■ DOCUMENT EXCERPT

- Opening Delimiter -

She said Canadian regulation requiring Bruce Power to carry out extensive risk analysis plus social and environmental safeguards concerning the issuer’s supply chain were significant in Cicero Green's favourable SPO.

“We're trying to look at that whole chain all the way from uranium mining to the power generation to the long-term waste storage and understanding where the risks are and what the role of the issuer is in that chain,” Clapp said.

Bowing to push-back

Whether bonds funding nuclear power generation can be green is a controversial question. While some Canadian investors had been willing previously to hold unlabelled Bruce Power debt in green portfolios, according to Hackett, many ESG-oriented accounts globally are still sceptical – even though the majority of "pathways" that the Intergovernmental Panel on Climate Change has judged should limit global warming to 1.5 degrees include substantial increases in nuclear power.

Accordingly, almost all green bond issuers have excluded nuclear from their frameworks. They include the UK, whose decision came despite government policy being to support an expansion of nuclear power generation. Like sovereign green bond pioneer France (another strong nuclear advocate), the UK bowed to anticipated investor push-back.

- Closing Delimiter -

■ EXERCISE INSTRUCTIONS
Retype the passage on nuclear power and green bonds word for word, starting at "Whether bonds funding" and ending at "anticipated investor push-back.". The lines that follow have no connection to the passage on nuclear power and green bonds.

■ EXCERPTED RECORDS
- Opening Delimiter -

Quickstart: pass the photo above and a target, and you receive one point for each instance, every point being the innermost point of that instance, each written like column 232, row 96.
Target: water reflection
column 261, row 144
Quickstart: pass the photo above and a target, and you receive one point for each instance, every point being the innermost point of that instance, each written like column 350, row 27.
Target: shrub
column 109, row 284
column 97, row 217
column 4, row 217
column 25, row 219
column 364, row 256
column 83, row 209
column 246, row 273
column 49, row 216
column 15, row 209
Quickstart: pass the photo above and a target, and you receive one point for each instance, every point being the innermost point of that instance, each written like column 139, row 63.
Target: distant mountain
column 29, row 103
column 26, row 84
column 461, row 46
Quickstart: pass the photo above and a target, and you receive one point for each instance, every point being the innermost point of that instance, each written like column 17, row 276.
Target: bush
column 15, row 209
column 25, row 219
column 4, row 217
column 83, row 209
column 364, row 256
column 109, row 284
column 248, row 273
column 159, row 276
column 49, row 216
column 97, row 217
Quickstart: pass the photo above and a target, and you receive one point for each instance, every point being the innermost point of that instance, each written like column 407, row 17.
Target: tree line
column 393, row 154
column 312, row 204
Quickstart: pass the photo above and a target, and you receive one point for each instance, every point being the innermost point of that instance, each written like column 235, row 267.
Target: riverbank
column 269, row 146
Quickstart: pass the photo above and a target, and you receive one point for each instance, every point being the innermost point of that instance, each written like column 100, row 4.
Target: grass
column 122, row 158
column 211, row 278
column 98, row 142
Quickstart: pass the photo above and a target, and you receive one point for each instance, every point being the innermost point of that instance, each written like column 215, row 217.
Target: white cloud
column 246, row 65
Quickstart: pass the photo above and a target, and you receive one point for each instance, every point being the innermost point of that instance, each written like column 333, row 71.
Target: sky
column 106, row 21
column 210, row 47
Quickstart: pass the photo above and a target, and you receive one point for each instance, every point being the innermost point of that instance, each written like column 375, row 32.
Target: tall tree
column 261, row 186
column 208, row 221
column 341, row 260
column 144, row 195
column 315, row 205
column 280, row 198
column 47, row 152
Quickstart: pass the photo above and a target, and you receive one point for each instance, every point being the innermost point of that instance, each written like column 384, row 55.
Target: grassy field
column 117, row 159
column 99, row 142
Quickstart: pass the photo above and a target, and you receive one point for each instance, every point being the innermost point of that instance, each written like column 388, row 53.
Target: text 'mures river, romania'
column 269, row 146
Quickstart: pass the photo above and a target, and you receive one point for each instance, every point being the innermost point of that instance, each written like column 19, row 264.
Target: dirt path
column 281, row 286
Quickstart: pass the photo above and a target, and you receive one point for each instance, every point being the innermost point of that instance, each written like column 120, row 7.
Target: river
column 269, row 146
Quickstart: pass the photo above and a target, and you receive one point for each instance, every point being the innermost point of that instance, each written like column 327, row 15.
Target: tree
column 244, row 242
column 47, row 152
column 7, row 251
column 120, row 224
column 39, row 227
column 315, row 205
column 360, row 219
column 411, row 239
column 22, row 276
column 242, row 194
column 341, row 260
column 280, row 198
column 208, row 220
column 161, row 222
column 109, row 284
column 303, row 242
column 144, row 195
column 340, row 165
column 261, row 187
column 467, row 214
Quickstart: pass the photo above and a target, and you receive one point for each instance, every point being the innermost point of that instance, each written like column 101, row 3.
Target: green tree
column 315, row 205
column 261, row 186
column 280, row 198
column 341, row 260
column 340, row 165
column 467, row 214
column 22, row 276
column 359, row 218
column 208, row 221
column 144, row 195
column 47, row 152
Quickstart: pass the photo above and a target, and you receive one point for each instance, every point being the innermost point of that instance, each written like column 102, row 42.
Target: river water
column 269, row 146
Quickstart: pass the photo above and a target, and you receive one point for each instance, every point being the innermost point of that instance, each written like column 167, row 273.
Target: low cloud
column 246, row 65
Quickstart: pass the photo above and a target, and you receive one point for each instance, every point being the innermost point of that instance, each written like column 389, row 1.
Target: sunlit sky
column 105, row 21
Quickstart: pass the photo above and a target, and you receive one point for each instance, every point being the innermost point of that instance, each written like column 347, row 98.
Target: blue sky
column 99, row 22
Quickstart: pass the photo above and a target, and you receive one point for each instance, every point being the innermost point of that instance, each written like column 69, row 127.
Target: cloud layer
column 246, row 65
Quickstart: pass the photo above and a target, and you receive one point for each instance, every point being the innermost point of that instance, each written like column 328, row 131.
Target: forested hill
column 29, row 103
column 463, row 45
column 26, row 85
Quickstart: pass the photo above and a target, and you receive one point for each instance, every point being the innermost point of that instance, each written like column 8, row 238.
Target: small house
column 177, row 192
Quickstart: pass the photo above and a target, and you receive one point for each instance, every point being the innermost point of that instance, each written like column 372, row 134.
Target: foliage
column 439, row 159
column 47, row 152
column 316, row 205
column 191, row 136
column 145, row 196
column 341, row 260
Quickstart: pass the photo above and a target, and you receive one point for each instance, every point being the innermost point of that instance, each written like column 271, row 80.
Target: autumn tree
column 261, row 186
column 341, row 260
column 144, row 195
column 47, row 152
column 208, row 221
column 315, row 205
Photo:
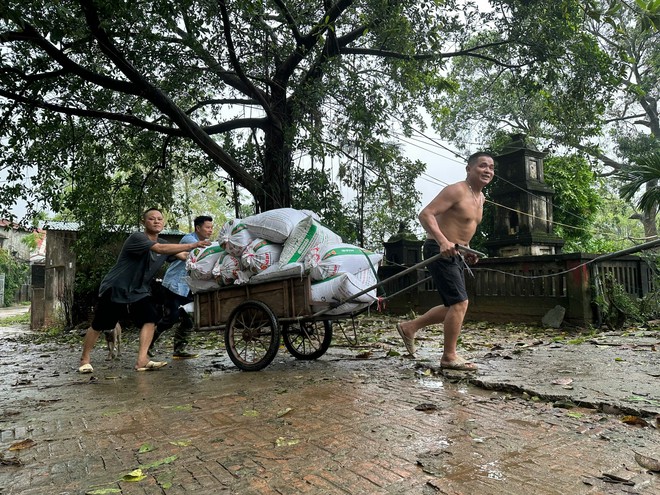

- Closing Delimiter -

■ TASK RESULT
Whether bonds funding nuclear power generation can be green is a controversial question. While some Canadian investors had been willing previously to hold unlabelled Bruce Power debt in green portfolios, according to Hackett, many ESG-oriented accounts globally are still sceptical – even though the majority of "pathways" that the Intergovernmental Panel on Climate Change has judged should limit global warming to 1.5 degrees include substantial increases in nuclear power.

Accordingly, almost all green bond issuers have excluded nuclear from their frameworks. They include the UK, whose decision came despite government policy being to support an expansion of nuclear power generation. Like sovereign green bond pioneer France (another strong nuclear advocate), the UK bowed to anticipated investor push-back.